_How to complete this task_
Copy out the lines of the records below, and only those lines, from the one with "Subject: bare branch" through the one with "Subject: white painted wood", exactly as they appear.

_Records shown_
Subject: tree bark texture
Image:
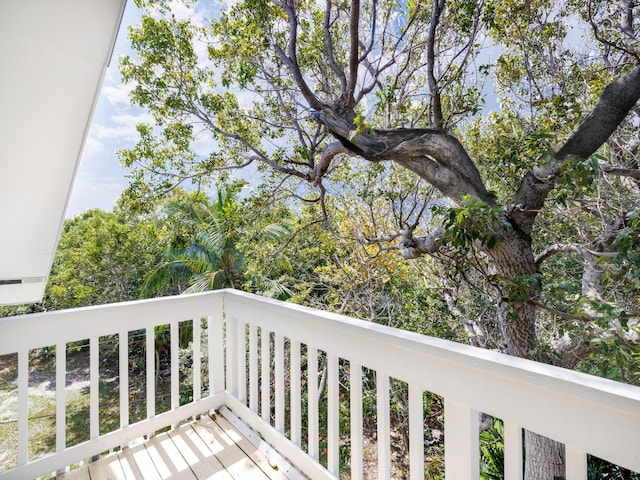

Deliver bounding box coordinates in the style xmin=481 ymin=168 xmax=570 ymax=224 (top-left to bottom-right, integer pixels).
xmin=525 ymin=431 xmax=566 ymax=480
xmin=309 ymin=62 xmax=640 ymax=480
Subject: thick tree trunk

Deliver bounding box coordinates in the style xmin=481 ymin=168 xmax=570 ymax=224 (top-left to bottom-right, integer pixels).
xmin=525 ymin=431 xmax=566 ymax=480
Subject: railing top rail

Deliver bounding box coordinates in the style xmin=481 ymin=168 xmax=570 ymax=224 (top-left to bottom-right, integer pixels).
xmin=223 ymin=289 xmax=640 ymax=404
xmin=222 ymin=289 xmax=640 ymax=471
xmin=0 ymin=291 xmax=224 ymax=354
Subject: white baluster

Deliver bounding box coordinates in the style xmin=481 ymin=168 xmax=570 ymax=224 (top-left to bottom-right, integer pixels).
xmin=249 ymin=324 xmax=259 ymax=412
xmin=260 ymin=327 xmax=270 ymax=422
xmin=444 ymin=398 xmax=479 ymax=479
xmin=350 ymin=362 xmax=363 ymax=480
xmin=193 ymin=318 xmax=201 ymax=403
xmin=566 ymin=446 xmax=587 ymax=480
xmin=56 ymin=343 xmax=66 ymax=453
xmin=17 ymin=349 xmax=28 ymax=465
xmin=327 ymin=353 xmax=339 ymax=476
xmin=275 ymin=334 xmax=285 ymax=432
xmin=290 ymin=340 xmax=302 ymax=445
xmin=409 ymin=384 xmax=424 ymax=479
xmin=90 ymin=337 xmax=99 ymax=440
xmin=119 ymin=330 xmax=129 ymax=429
xmin=504 ymin=421 xmax=523 ymax=480
xmin=308 ymin=346 xmax=319 ymax=460
xmin=377 ymin=372 xmax=390 ymax=480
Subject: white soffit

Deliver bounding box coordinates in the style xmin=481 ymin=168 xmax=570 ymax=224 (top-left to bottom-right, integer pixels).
xmin=0 ymin=0 xmax=127 ymax=305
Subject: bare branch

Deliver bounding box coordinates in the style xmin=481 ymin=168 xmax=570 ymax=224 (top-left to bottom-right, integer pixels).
xmin=399 ymin=226 xmax=445 ymax=259
xmin=347 ymin=0 xmax=361 ymax=107
xmin=310 ymin=141 xmax=357 ymax=185
xmin=274 ymin=1 xmax=324 ymax=110
xmin=535 ymin=243 xmax=583 ymax=266
xmin=601 ymin=165 xmax=640 ymax=180
xmin=510 ymin=64 xmax=640 ymax=234
xmin=324 ymin=0 xmax=347 ymax=91
xmin=426 ymin=0 xmax=445 ymax=130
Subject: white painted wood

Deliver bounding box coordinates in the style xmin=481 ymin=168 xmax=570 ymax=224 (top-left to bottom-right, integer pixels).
xmin=90 ymin=336 xmax=99 ymax=440
xmin=222 ymin=290 xmax=640 ymax=472
xmin=119 ymin=330 xmax=128 ymax=429
xmin=249 ymin=324 xmax=259 ymax=412
xmin=444 ymin=398 xmax=479 ymax=479
xmin=4 ymin=289 xmax=640 ymax=478
xmin=408 ymin=384 xmax=424 ymax=480
xmin=226 ymin=316 xmax=238 ymax=397
xmin=350 ymin=362 xmax=363 ymax=480
xmin=307 ymin=346 xmax=319 ymax=460
xmin=17 ymin=349 xmax=28 ymax=466
xmin=170 ymin=320 xmax=179 ymax=410
xmin=290 ymin=340 xmax=302 ymax=446
xmin=565 ymin=446 xmax=587 ymax=480
xmin=260 ymin=327 xmax=271 ymax=423
xmin=146 ymin=326 xmax=155 ymax=420
xmin=56 ymin=343 xmax=66 ymax=453
xmin=503 ymin=421 xmax=523 ymax=480
xmin=3 ymin=394 xmax=224 ymax=480
xmin=377 ymin=373 xmax=391 ymax=480
xmin=192 ymin=318 xmax=201 ymax=402
xmin=209 ymin=313 xmax=225 ymax=396
xmin=225 ymin=395 xmax=335 ymax=480
xmin=237 ymin=320 xmax=247 ymax=404
xmin=274 ymin=333 xmax=285 ymax=433
xmin=327 ymin=353 xmax=339 ymax=476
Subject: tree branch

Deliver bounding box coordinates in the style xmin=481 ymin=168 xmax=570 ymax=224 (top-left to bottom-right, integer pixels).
xmin=274 ymin=1 xmax=324 ymax=110
xmin=426 ymin=0 xmax=445 ymax=130
xmin=510 ymin=64 xmax=640 ymax=234
xmin=324 ymin=0 xmax=347 ymax=92
xmin=601 ymin=165 xmax=640 ymax=179
xmin=398 ymin=226 xmax=445 ymax=259
xmin=346 ymin=0 xmax=360 ymax=107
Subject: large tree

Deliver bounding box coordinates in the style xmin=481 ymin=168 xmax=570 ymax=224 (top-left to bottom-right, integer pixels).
xmin=120 ymin=0 xmax=640 ymax=477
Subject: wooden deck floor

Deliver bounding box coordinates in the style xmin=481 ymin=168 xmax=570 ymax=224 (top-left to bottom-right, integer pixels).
xmin=58 ymin=414 xmax=291 ymax=480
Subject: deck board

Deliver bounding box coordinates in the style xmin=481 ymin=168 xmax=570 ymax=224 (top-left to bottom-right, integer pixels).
xmin=57 ymin=415 xmax=286 ymax=480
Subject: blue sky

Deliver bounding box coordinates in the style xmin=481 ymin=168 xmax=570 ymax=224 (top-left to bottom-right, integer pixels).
xmin=66 ymin=2 xmax=144 ymax=218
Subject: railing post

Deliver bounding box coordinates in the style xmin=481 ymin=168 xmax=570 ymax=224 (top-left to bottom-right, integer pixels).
xmin=56 ymin=343 xmax=66 ymax=454
xmin=290 ymin=340 xmax=302 ymax=445
xmin=504 ymin=421 xmax=523 ymax=480
xmin=566 ymin=446 xmax=587 ymax=480
xmin=350 ymin=362 xmax=363 ymax=480
xmin=90 ymin=336 xmax=99 ymax=440
xmin=237 ymin=320 xmax=247 ymax=404
xmin=226 ymin=316 xmax=238 ymax=397
xmin=444 ymin=398 xmax=479 ymax=479
xmin=119 ymin=329 xmax=129 ymax=429
xmin=17 ymin=349 xmax=28 ymax=466
xmin=249 ymin=324 xmax=259 ymax=412
xmin=327 ymin=353 xmax=339 ymax=476
xmin=193 ymin=318 xmax=201 ymax=403
xmin=170 ymin=320 xmax=179 ymax=410
xmin=260 ymin=327 xmax=270 ymax=423
xmin=308 ymin=346 xmax=319 ymax=460
xmin=146 ymin=326 xmax=156 ymax=421
xmin=208 ymin=313 xmax=225 ymax=397
xmin=408 ymin=384 xmax=424 ymax=480
xmin=274 ymin=333 xmax=285 ymax=432
xmin=377 ymin=372 xmax=391 ymax=480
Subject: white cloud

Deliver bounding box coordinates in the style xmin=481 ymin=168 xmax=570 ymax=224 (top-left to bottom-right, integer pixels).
xmin=90 ymin=112 xmax=153 ymax=143
xmin=82 ymin=136 xmax=107 ymax=157
xmin=66 ymin=171 xmax=126 ymax=218
xmin=102 ymin=83 xmax=134 ymax=107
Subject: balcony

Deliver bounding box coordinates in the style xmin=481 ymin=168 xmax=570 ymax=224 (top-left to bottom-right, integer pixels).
xmin=0 ymin=289 xmax=638 ymax=479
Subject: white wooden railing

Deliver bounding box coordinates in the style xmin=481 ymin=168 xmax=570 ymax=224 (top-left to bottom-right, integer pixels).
xmin=0 ymin=289 xmax=638 ymax=479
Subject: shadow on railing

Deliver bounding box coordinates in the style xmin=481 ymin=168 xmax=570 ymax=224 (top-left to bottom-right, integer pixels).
xmin=0 ymin=289 xmax=639 ymax=479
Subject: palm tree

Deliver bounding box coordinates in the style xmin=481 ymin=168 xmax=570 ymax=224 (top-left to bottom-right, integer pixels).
xmin=143 ymin=187 xmax=245 ymax=296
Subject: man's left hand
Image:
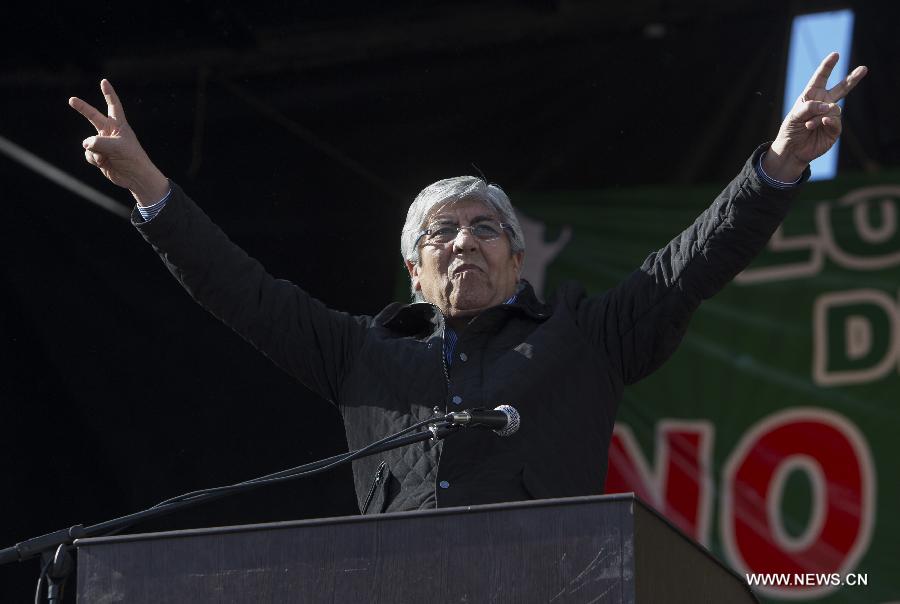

_Answer to the exercise_
Subject: bare branch

Deliver bounding box coordinates in the style xmin=481 ymin=168 xmax=570 ymax=224 (top-left to bottom-right, integer pixels).
xmin=399 ymin=226 xmax=445 ymax=259
xmin=347 ymin=0 xmax=361 ymax=107
xmin=310 ymin=141 xmax=357 ymax=185
xmin=274 ymin=1 xmax=324 ymax=110
xmin=535 ymin=243 xmax=583 ymax=266
xmin=601 ymin=165 xmax=640 ymax=180
xmin=510 ymin=64 xmax=640 ymax=234
xmin=324 ymin=0 xmax=347 ymax=91
xmin=426 ymin=0 xmax=445 ymax=130
Subject: white painted wood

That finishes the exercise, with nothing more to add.